(Items from a data source)
--- --- ---

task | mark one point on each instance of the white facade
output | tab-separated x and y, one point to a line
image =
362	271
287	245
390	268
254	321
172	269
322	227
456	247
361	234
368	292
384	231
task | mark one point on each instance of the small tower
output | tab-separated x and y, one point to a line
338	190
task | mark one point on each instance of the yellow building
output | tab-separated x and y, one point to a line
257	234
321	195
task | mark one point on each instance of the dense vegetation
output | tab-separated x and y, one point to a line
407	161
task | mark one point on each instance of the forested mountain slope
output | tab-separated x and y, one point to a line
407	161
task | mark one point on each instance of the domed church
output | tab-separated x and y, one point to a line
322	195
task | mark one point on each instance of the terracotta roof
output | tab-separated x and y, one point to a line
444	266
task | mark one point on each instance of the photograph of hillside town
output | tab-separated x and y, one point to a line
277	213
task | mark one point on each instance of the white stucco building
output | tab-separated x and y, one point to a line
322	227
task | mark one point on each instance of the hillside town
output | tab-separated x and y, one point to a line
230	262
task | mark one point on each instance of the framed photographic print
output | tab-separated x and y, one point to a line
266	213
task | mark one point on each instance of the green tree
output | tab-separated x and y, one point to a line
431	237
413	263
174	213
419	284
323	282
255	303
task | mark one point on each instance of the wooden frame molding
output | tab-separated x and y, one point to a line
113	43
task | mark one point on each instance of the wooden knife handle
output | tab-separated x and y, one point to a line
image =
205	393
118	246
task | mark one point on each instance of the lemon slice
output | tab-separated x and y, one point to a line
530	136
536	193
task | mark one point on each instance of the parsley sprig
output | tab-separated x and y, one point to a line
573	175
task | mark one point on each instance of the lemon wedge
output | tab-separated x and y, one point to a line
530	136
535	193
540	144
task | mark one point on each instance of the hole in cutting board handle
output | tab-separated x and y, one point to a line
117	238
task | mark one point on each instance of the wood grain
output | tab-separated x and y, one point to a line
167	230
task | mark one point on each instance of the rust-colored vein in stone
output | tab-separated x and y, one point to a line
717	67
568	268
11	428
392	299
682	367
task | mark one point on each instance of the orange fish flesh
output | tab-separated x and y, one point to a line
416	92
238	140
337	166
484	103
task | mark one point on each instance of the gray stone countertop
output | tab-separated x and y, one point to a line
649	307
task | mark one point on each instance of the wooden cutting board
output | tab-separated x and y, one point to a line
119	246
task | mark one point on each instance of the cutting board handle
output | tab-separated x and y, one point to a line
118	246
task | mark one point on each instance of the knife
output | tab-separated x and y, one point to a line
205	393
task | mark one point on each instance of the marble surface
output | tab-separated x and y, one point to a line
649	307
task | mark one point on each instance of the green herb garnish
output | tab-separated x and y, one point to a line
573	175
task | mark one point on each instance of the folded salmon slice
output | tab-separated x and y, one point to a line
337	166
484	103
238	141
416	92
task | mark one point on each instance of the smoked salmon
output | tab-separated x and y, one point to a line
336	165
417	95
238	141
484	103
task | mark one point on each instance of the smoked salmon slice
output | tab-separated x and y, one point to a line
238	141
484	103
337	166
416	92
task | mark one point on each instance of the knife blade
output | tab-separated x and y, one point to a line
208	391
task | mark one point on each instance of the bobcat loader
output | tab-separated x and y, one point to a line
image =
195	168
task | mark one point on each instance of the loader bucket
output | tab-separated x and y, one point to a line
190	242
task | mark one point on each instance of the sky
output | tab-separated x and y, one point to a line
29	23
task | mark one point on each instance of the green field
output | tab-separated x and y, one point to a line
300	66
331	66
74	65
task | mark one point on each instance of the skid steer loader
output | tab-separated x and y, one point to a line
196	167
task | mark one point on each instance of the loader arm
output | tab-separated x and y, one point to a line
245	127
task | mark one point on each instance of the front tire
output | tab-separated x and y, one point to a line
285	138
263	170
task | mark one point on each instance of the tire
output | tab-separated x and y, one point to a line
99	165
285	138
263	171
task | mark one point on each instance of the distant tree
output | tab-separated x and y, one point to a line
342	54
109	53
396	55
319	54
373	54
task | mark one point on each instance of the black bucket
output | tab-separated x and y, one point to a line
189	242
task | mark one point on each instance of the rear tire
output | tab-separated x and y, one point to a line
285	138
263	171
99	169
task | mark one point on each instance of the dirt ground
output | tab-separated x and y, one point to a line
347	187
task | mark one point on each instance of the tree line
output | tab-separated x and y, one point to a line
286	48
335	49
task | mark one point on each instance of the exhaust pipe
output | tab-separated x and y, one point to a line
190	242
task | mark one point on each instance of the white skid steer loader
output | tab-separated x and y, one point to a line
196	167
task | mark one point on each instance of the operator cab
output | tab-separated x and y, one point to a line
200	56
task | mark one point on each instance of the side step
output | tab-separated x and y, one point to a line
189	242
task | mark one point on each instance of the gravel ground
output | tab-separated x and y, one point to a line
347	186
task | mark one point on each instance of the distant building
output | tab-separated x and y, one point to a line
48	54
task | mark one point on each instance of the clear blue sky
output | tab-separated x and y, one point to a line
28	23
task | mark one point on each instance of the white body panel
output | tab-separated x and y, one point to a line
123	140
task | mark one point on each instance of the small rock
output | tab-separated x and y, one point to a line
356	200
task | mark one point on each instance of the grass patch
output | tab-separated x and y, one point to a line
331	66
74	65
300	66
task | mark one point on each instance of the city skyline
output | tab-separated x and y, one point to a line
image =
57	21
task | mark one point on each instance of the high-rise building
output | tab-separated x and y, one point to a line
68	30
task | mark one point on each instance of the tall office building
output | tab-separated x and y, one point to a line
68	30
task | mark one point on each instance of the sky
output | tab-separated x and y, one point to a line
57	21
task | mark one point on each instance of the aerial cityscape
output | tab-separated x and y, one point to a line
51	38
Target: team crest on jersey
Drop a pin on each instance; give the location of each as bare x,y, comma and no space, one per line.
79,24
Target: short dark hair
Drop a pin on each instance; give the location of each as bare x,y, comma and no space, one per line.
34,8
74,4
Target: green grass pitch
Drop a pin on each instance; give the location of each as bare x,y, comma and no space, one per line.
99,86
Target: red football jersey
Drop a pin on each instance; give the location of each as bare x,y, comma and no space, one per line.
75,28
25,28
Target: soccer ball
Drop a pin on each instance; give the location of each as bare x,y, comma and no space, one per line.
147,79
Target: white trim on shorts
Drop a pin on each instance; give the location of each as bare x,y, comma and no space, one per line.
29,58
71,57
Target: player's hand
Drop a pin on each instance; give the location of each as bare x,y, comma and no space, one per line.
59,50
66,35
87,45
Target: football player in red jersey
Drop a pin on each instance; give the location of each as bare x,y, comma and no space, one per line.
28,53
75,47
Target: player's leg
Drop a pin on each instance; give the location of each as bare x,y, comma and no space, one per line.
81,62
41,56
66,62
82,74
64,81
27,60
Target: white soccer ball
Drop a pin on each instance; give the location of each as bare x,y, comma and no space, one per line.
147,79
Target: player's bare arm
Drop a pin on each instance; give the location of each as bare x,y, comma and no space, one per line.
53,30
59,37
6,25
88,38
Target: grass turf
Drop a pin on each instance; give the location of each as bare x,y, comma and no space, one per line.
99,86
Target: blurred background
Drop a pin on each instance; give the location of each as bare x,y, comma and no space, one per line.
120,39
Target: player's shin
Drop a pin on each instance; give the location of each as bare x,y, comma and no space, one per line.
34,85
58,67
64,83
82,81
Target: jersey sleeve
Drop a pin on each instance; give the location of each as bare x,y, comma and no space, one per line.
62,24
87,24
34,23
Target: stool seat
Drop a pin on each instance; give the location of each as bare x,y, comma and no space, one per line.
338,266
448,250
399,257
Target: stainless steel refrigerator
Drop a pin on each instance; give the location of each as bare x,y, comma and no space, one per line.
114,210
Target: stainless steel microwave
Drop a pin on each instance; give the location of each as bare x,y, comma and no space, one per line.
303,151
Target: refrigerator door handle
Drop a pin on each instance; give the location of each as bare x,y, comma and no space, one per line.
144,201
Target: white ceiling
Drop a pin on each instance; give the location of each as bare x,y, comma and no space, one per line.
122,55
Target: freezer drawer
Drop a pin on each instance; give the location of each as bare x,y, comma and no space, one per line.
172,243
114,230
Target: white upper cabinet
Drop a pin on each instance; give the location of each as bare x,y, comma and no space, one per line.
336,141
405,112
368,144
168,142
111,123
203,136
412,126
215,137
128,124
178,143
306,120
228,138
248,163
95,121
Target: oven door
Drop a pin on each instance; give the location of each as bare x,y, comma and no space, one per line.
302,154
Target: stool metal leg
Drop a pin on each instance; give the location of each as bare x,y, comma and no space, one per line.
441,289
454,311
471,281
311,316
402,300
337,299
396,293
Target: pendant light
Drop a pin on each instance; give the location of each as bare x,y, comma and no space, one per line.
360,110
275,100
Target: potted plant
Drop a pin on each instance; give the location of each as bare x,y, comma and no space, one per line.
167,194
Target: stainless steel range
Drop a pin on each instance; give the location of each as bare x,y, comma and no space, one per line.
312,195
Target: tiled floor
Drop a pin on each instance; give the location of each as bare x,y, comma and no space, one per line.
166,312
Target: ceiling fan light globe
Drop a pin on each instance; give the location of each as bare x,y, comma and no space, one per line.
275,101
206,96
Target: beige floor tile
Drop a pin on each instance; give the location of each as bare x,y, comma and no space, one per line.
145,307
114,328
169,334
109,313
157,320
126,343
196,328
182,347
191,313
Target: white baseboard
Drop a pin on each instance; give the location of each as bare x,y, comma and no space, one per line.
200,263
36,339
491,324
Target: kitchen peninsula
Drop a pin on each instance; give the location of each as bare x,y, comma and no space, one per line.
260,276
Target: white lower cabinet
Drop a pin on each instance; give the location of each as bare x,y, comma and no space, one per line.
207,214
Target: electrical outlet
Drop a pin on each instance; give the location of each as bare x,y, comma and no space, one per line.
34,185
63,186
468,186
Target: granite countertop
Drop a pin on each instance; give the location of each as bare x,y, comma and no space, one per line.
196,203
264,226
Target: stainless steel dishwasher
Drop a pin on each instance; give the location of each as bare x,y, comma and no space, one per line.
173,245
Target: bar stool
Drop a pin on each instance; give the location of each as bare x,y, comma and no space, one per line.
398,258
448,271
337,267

--- --- ---

# What you need to do
Your reply must contain exactly the lines from the first line of the data through the line holding "task | mark one point on each instance of the yellow", and nothing more.

# Response for this exercise
task | mark one point on each instance of the white facade
output | tab-separated x and y, one point to a line
image =
362	271
287	245
390	268
254	321
172	269
322	227
456	247
361	234
368	292
384	231
task | mark one point on each instance of the small tower
output | tab-separated x and y, one point to a line
338	190
task | mark one point on each instance of the yellow building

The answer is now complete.